**Document extract**
■ ■ ■ ■

Last big feedgrain uplift occurred back in 1996

Beef Central, 23/01/2014


There is a precedent for feedgrain to be shifted from one part of Australia to another during times of drought and local supply pressures, as discussed in this morning’s companion article, “Lotfeeders eye-off southern grain ‘imports’, as prices surge.”    

Historically, the 1996 drought year was probably the biggest ever shift of grain around the country, for use by the intensive livestock industry, Queensland lotfeeder Kevin Roberts says.

That year, a lot of barley was shipped to the east coast out of Fremantle, and other grain headed north from Adelaide and Melbourne. Other grain was imported from overseas. 

“Back in 1996, Australia got down to about 7.5 million tonnes of grain – most of which was in the hands of the AWB, and already sold to overseas customers,” Mr Roberts said.

“The national stocks were basically in deficit,” he said.

“The chicken industry, for example, imported around 350,000 tonnes of grain into Newcastle in 1996. Other intensive livestock producers imported around 50,000 tonnes of corn into Brisbane, which showed AWB that while they could make the industry pay, it would not be held to ransom, and there was a limit.”

■ ■ ■ ■

**Dataset extract**

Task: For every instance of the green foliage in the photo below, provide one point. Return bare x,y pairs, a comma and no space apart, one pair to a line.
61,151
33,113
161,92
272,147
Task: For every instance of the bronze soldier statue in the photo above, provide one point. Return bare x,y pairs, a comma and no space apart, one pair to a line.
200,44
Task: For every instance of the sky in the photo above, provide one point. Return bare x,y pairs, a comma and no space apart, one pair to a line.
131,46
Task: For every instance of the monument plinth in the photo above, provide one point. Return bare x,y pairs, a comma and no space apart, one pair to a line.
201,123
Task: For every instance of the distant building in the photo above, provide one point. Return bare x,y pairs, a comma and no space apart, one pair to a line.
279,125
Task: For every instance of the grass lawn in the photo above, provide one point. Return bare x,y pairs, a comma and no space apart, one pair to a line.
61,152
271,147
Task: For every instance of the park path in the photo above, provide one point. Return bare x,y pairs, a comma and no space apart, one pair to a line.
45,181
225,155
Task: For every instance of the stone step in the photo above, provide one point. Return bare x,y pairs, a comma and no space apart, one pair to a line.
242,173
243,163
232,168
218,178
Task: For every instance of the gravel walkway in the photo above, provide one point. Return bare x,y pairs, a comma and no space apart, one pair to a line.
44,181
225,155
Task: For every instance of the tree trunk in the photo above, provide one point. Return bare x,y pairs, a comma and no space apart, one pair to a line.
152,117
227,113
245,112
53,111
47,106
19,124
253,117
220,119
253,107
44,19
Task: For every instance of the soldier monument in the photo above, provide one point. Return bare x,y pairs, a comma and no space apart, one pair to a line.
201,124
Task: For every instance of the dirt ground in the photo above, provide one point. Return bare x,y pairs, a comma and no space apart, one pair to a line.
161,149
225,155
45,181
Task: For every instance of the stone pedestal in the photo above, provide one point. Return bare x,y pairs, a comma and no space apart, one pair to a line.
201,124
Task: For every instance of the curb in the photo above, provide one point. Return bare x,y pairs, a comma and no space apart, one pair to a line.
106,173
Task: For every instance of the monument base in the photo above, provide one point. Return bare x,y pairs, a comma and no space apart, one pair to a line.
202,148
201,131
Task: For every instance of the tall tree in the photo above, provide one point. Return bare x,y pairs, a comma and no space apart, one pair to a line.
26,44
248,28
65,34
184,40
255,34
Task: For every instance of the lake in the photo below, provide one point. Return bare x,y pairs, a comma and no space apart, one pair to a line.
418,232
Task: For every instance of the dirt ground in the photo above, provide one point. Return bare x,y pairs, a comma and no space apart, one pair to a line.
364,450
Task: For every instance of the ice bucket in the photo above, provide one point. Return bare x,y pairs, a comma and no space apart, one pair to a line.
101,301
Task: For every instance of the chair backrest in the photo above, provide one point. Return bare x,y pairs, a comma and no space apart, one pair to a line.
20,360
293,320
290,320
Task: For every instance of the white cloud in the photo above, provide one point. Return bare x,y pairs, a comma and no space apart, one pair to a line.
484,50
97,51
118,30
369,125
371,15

■ ■ ■ ■

**Tasks for this exercise**
(1) According to the Beef Central article on the 1996 grain shift, how much grain did the chicken industry import into Newcastle that year?
(2) Write the next few paragraphs of the Beef Central article on the 1996 feedgrain shift, picking up after its final paragraph.

**Results by task**
(1) Around 350,000 tonnes.

(2)
Mr Roberts said the difference this year, compared with the situation in the mid-1990s when overseas grain imports took place for intensive livestock production, was that this time, there was still plenty of grain available – but it was located in other parts of the continent.

While in theory it would still be possible to import feedgrain grain from overseas for livestock use in Australia under an existing protocol, in practise, that was not feasible, Mr Roberts said, because it would require the grain to be steam-flaked near the wharf to denature it and remove any disease threat, before being transported up-country.

Currently, no such processing facility existed close to port to allow that to happen, with the old Redbank mill near Brisbane now long-gone.

He said it was a ‘damn shame’ that the option of overseas grain import was not on the table, as the feedlot industry had fought long and hard to establish an acceptable protocol with government to provide that option – precisely for an event like this.